TEXTO -
◆ ◆ ◆ ◆

La influencia de los Estados Unidos sobre el territorio latinoamericano no es ninguna novedad, pero en los últimos años la militarización del continente con el motivo de la lucha contra el narcotráfico y el crimen organizado podría estar ocultando otro motivo: el aseguramiento de recursos naturales estratégicos para un país dependiente en materia energética.
Desde la década de los setenta los Estados Unidos de América han sufrido un proceso de estancamiento económico importante. A pesar de todos los esfuerzos de las nuevas Administraciones para contrarrestar los efectos del mandato de George W. Bush, la herida provocada por el ataque a las Torres Gemelas el 9 de septiembre del 2001 y los fantasmas de la crisis del 2008 parecen no haber desaparecido.
A sus bajos niveles de productividad se suman su menor participación en el PIB mundial, los déficits de su balanza comercial, la financiarización progresiva de su economía y los problemas de corrupción dentro de su sistema bancario. Todo ello permite explicar, de manera somera, cómo los EE. UU. han tenido serios problemas para mantener su hegemonía. Después de todo, el poder del país siempre ha residido en su economía; sobre ella se ha edificado su poderío militar y la influencia cultural al extender por el planeta un estilo de vida propio en el que se articulan la libertad y la riqueza material como elementos esenciales de su hegemonía.
La idea de un mundo unipolar en donde EE. UU. es el líder absoluto e indiscutible comienza a cuestionarse con la aparición de nuevos y desafiantes actores en el panorama internacional. Tanto la Unión Europea como los tigres asiáticos representan una amenaza constante para el Gobierno estadounidense, que cada vez tiene más dificultades a la hora de dictar las reglas en el mundo. A esto se suma la presencia de países como Brasil, Rusia, India y China, que intentan hacer un grupo económico de contrapeso frente a los Estados Unidos.
Asimismo, el impacto de la crisis económica de 2008 no tuvo precedentes: provocó la caída de varias instituciones bancarias y financieras consideradas “demasiado grandes para fracasar”. El atentado sufrido el 11S ya había significado un duro golpe para un país que se pensaba invulnerable ante las amenazas externas. Fue después del ataque cuando se dio un aumento explosivo del gasto en defensa y en investigación y desarrollo para el estudio de nuevas soluciones tecnológicas con que enfrentar la amenaza, en detrimento del gasto otrora dedicado al desarrollo social del país. El problema de la crisis financiera también contribuyó al empobrecimiento de la clase media y obligó al Gobierno a tomar medidas drásticas tanto en el interior como al exterior.
Otra de las características principales de esta nueva situación comprometida es que ocurrió en el marco de lacrisis energética. Esta se encuentra estrechamente relacionada con el agotamiento de recursos naturales estratégicos, como el agua, los minerales y el petróleo, que pasan a convertirse en un asunto de seguridad nacional y, por ende, vinculados a las fuertes políticas de militarización que ha ejecutado el Gobierno estadounidense a lo largo y ancho del planeta a través de la creación de iniciativas como la Doctrina de Seguridad Nacional.

◆ ◆ ◆ ◆

QUÉ SE PIDE -
a. ¿Concuerdan con el texto sobre la influencia estadounidense en América Latina estas afirmaciones? (i) La crisis de 2008 hizo caer instituciones consideradas demasiado grandes para fracasar. (ii) Después del ataque del 11S creció el gasto dedicado al desarrollo social del país. (iii) El poder de Estados Unidos siempre ha residido en su fuerza militar. Responde sí o no a cada una y cita literalmente las palabras del texto que lo deciden.
b. Escribe lo que sigue del texto sobre la influencia estadounidense en América Latina, a partir de la última oración que aparece.

EXTRACTO DEL MATERIAL -
◆ ◆ ◆ ◆

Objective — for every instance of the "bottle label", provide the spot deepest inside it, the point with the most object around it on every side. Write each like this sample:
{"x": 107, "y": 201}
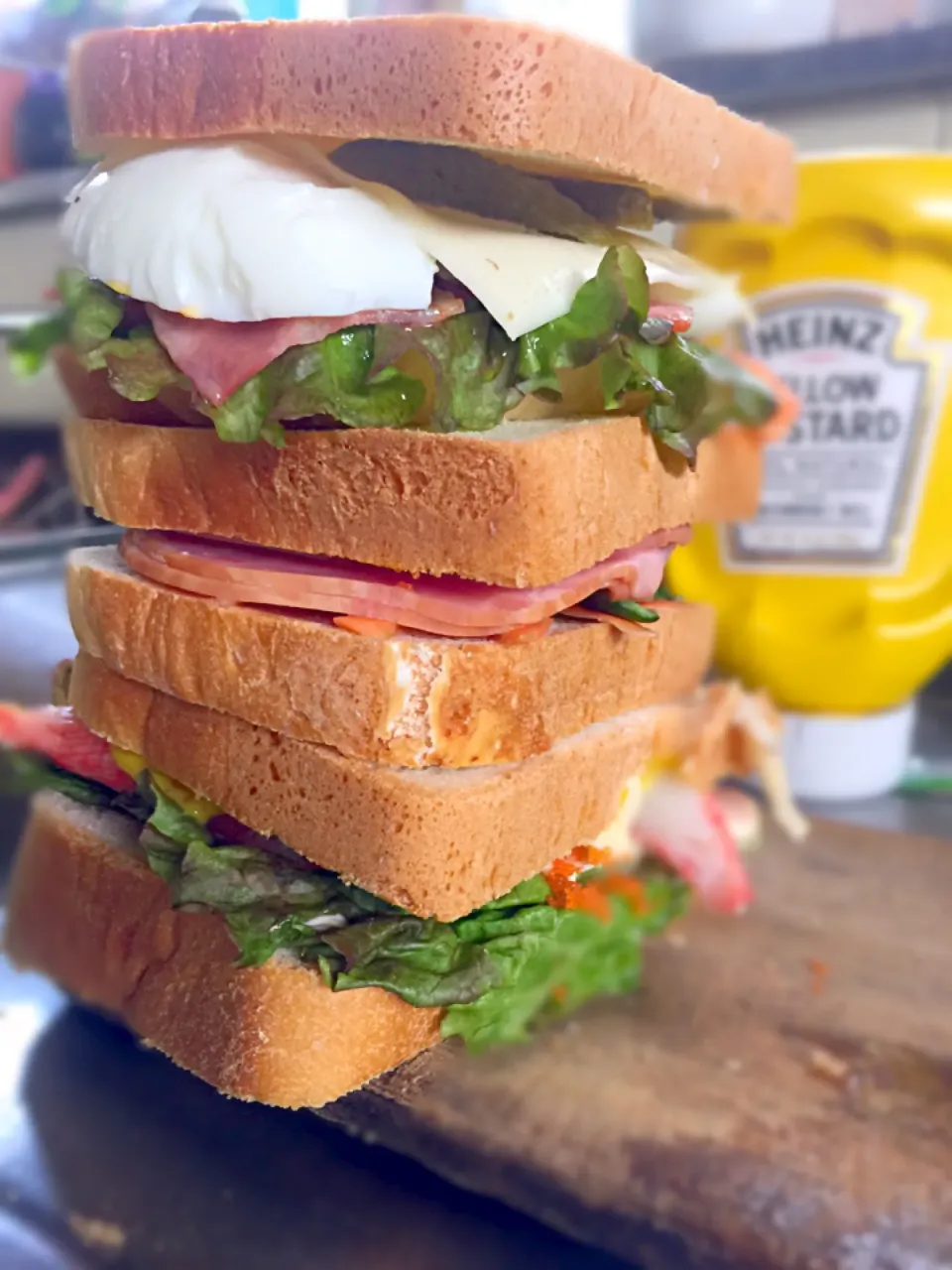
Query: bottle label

◆ ◆ ◆ ◆

RESPUESTAS -
a.
(i) Sí: «provocó la caída de varias instituciones bancarias y financieras consideradas “demasiado grandes para fracasar”».
(ii) No: «en detrimento del gasto otrora dedicado al desarrollo social del país».
(iii) No: «el poder del país siempre ha residido en su economía».

b.
La seguridad nacional después del 11S
Con la intención de resolver sus problemas económicos y de seguridad, el Gobierno de EE. UU. se encargó de diseñar dos documentos. El primero, producido por iniciativa de un grupo neoconservador organizado en el año 2000 alrededor del Proyecto para el Nuevo Siglo Estadounidense, planteaba preservar la pax americana recurriendo a misiones militares que garantizaran asegurar y ampliar las regiones “democráticas y pacíficas”, desalentando el surgimiento de nuevas potencias rivales y defendiendo regiones claves, entre otras medidas, por lo que se hizo necesario fortalecer la red de bases militares en todo el mundo, incluyendo América Latina y el Caribe.
En el segundo documento se establecían objetivos como fortalecer las alianzas para derrotar al terrorismo mundial, trabajar para prevenir ataques en contra del país y sus aliados, desactivar los conflictos regionales, emprender una nueva era de crecimiento económico mundial a través de mercados libres y el libre comercio y transformar las instituciones de seguridad nacional de EE. UU. para enfrentar los retos y oportunidades del siglo XXI.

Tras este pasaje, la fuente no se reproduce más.